• **Work to do**:
Count the lines in the following data that contain the string "below". Reply with the number alone.

╭─ Provided material

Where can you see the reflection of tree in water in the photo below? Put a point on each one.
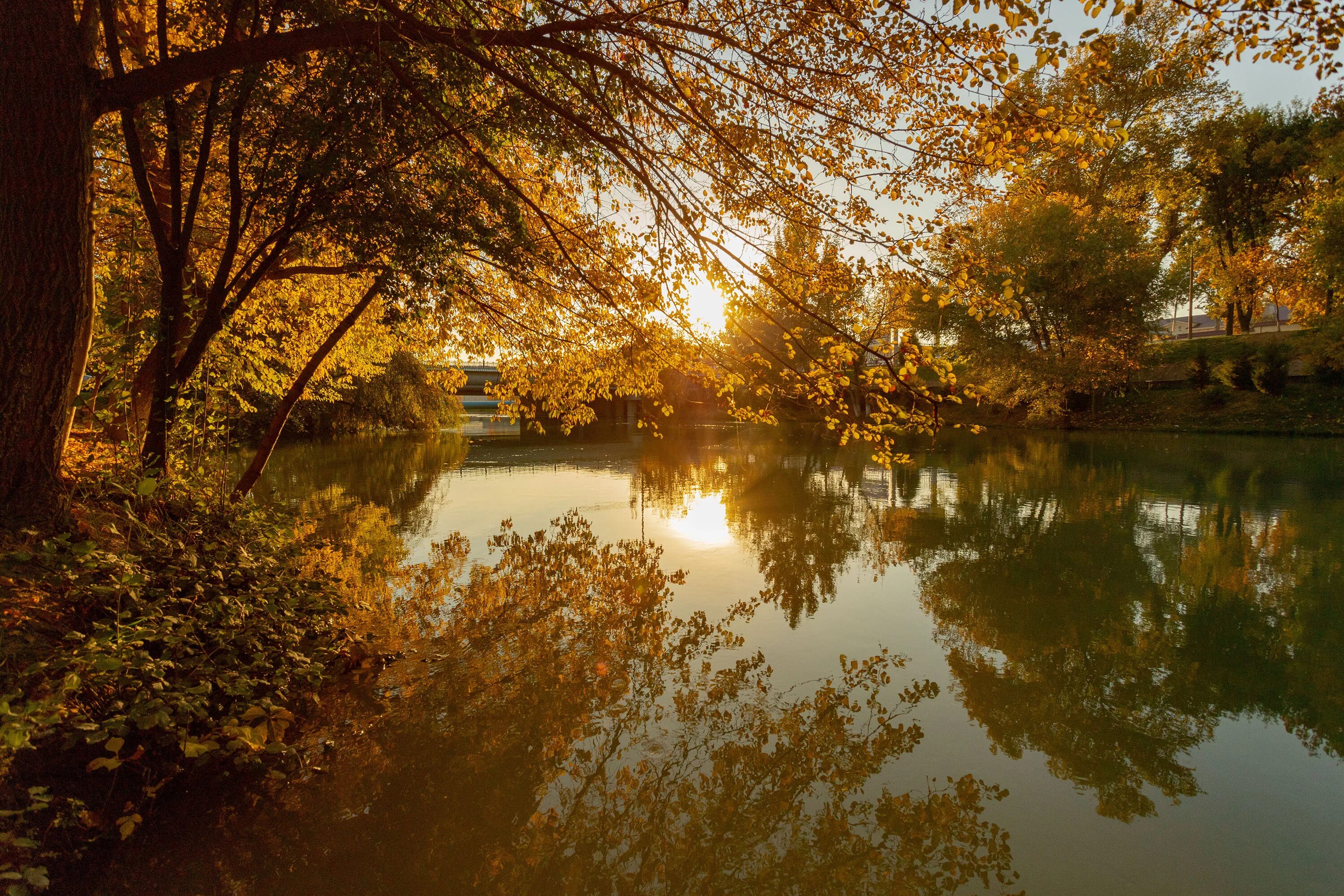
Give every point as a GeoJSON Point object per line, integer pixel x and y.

╰─
╭─ Provided material

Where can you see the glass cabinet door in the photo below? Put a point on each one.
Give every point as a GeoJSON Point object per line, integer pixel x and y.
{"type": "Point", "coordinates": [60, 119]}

╰─
╭─ Provided material

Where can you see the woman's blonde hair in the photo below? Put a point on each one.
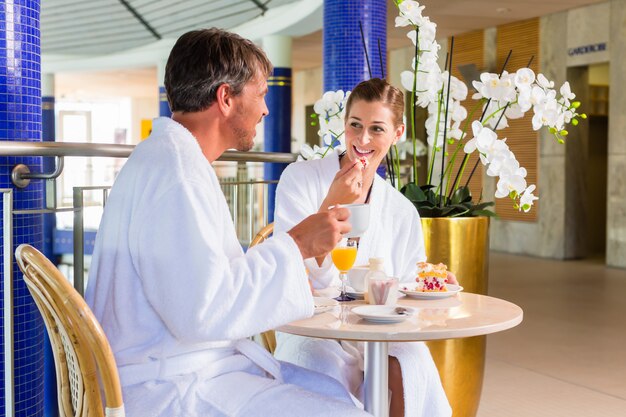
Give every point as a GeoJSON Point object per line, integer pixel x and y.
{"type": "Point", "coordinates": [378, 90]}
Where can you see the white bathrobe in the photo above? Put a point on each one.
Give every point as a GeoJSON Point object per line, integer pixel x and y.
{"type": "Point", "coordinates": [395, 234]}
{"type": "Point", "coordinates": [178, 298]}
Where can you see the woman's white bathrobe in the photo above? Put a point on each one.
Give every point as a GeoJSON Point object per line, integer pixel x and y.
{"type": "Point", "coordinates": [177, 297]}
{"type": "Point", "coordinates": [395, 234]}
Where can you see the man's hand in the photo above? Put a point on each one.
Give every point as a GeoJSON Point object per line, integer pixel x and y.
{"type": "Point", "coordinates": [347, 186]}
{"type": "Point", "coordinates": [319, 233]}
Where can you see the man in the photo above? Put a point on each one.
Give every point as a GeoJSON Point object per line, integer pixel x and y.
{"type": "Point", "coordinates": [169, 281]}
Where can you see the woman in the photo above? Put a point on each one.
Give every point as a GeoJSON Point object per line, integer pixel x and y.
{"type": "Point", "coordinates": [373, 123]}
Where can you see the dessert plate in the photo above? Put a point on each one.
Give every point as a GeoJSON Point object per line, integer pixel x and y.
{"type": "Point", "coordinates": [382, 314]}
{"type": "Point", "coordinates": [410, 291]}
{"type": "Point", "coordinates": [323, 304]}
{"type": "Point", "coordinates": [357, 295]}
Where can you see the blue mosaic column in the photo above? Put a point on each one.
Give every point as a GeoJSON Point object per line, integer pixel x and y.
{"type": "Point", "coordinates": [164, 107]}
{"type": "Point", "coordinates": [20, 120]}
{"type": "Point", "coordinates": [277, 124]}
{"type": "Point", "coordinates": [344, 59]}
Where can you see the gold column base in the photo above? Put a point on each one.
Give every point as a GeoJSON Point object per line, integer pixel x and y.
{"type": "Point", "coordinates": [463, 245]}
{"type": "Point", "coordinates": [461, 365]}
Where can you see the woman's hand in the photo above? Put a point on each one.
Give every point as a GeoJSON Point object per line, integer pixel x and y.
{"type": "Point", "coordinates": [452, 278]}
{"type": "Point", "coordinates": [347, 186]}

╰─

• **Task response**:
3